→ **DIRECTION**
Update the part of the Maui resort discussion starting at "1,400 Sq. Ft." and ending at "they have a full kitchen.", replacing "conventional oven" with "standard oven".

→ **GIVEN TEXT**

"""

This issue with the ocean front units is only true at the 2nd resort (WKORVN) - and on a II exchange, he doesn't have to worry about getting an ocean front unit!  On a II exchange, he is most likely to get an island view unit.



> 2.  Rooms:  The original Marriott rooms are big.  Three former hotel rooms make up a 2 bedroom, as a result you have 3 lanais and 3 bathrooms.  The new rooms are smaller and have fewer lanais, but they are new and nice.  Westins rooms are very nice, but probably smaller than the original Marriott and no lanais on studios.



At the Maui North Resort (WKORVN) the studios do have lanais, but the studios at WKORV do not, except for certain upgraded units.  All one bedrooms have lanais.

The 2 bdm. units at the Maui resorts are:

1,400 Sq. Ft. at WKORV - floor plan
1,233 Sq. Ft. at WKORVN - floor plan



> 3.  Kitchens:  Original Marriott rooms have a mini-kitchen with microwave, 1/2 refrigerator, sink, and dishwasher.  New Marriott and Westin have full kitchen.



At the Maui North Resort (WKORVN) the kitchens only have a combo microwave/convection oven - no conventional oven.  Besides that, they have a full kitchen.



> 5.  Parking:  No charge at Marriott and big parking structure.  I believe there is a charge at Westin and/or that you have to do valet?  I don't recall for sure.



No charge at the Westin for parking.  No valet.


----------



## pcgirl54 (Aug 12, 2008)

We were at the Westin in May in the south buildings facing the courtyard and pool. It is just gorgeous there. From the lobby to the decor and courtyard and unit layout. We toured the North buildings, the new spa and restaurant and the whole place was just top shelf period. The beach had nice sand and was immaculate. I preferred the courtyard area of the south bldgs compared to the north. North building are angled. We had no fees to park. There is parking under the building and across from the lobby area.

We stayed one night at the Sheraton Maui next to Black Rock before checking into the Westin. Also very ,very nice. I was very impressed. Our room was OF.

I do not own in Hawaii but I am a Marriott owner. I went to the Marriott OC to see what that was like and I thought the older main building could use a redo compared to the Westin TS. The courtyard views to the ocean on some floors would be blocked by the pirate ship in the pool area. The older bldg does not have a full kitchen. I wish we had more time to see the newest  buildings so I can only comment on our first impression comparisions in a limited way since we did not trade there.

I would chose Westin first from our experience.


----------



## Lawlar (Aug 12, 2008)

*Left or Right*

In many ways it is an argument that is nothing more than do you want to be on the right side or the left side of Black Rock (I used to stay at the Sheraton, which was on both sides - You have to try their morning bruch).

"""

→ **INFORMATION SUPPLIED**
"""

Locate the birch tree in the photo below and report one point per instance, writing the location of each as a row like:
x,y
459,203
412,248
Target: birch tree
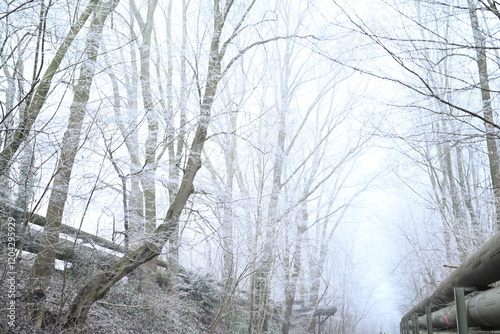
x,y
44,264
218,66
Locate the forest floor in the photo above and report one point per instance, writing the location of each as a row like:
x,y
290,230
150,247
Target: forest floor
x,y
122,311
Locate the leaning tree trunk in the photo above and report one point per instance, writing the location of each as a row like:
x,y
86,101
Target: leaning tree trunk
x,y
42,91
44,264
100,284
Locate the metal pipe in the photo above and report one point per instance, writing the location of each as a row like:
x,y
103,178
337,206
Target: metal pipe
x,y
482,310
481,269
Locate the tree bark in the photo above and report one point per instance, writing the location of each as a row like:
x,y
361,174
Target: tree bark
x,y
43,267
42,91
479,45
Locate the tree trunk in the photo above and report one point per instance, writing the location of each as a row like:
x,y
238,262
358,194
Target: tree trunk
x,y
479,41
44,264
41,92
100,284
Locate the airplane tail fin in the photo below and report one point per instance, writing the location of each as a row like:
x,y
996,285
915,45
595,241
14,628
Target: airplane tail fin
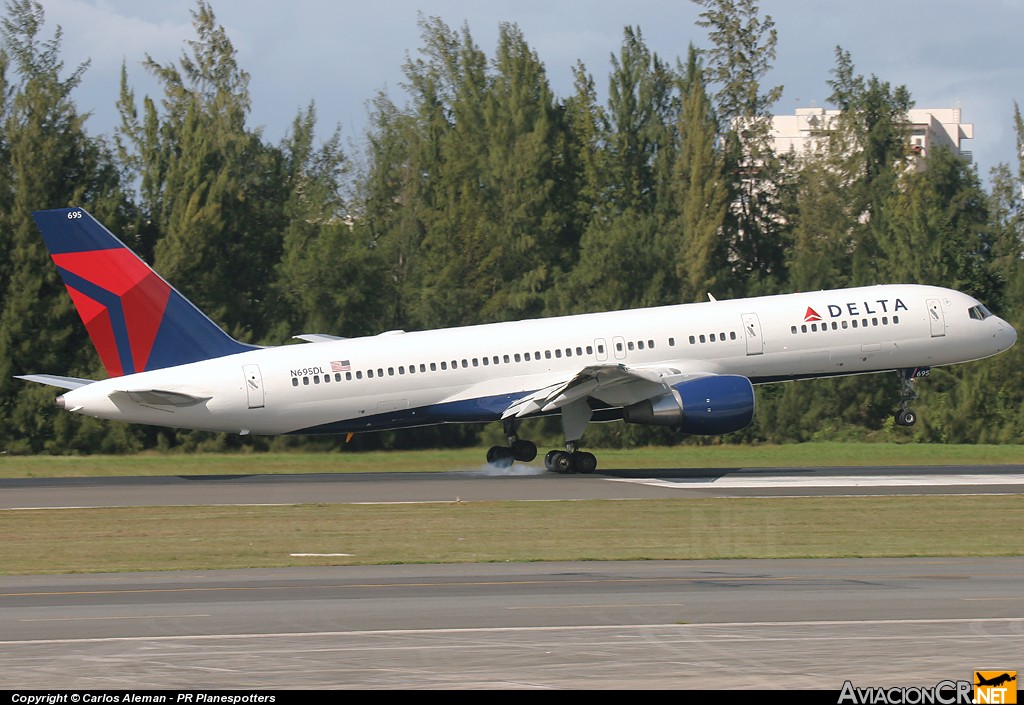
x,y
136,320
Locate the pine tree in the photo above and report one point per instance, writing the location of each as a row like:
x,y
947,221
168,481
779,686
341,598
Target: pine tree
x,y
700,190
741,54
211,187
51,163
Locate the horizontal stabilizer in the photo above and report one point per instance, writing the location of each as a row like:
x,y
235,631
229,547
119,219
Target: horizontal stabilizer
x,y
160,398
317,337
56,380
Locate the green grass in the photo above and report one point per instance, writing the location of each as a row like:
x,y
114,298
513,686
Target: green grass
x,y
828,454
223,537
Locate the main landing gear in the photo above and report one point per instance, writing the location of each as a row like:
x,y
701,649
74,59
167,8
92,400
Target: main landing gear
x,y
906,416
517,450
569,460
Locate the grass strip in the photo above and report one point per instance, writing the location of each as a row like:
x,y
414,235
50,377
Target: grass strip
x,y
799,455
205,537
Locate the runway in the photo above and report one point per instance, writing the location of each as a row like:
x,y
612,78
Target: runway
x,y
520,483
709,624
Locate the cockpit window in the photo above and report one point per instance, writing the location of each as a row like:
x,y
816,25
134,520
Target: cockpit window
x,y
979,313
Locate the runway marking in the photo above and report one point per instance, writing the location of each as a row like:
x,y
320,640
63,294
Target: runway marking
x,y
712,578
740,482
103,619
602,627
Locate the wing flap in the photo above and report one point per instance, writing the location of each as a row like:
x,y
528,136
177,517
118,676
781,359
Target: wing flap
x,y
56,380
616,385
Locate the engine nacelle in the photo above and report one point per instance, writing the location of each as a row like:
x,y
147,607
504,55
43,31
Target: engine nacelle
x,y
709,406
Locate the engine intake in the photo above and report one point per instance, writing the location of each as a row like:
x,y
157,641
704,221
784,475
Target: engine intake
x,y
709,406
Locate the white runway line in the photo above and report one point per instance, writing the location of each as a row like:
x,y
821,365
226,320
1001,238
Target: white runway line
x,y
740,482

"""

→ **PROBLEM SOLUTION**
1,400 Sq. Ft. at WKORV - floor plan
1,233 Sq. Ft. at WKORVN - floor plan



> 3.  Kitchens:  Original Marriott rooms have a mini-kitchen with microwave, 1/2 refrigerator, sink, and dishwasher.  New Marriott and Westin have full kitchen.



At the Maui North Resort (WKORVN) the kitchens only have a combo microwave/convection oven - no standard oven.  Besides that, they have a full kitchen.